» **WHAT IS NEEDED**: List each line in the rows below that contains the word "ceiling".

(Data records)
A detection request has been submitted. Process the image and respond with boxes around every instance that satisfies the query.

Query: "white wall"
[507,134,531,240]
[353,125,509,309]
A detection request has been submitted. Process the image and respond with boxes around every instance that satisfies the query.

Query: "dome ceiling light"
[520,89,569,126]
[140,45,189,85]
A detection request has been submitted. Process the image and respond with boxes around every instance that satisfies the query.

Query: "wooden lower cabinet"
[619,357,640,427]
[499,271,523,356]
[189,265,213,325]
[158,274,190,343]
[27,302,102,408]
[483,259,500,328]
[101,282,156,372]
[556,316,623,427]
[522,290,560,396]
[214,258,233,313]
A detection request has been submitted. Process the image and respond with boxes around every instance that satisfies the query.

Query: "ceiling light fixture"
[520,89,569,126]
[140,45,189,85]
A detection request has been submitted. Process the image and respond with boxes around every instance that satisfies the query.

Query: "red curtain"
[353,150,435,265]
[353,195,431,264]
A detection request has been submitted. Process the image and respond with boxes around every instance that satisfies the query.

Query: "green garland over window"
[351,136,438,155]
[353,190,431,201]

» **EXERCISE ANSWER**:
Query: "dome ceiling light"
Query: "ceiling light fixture"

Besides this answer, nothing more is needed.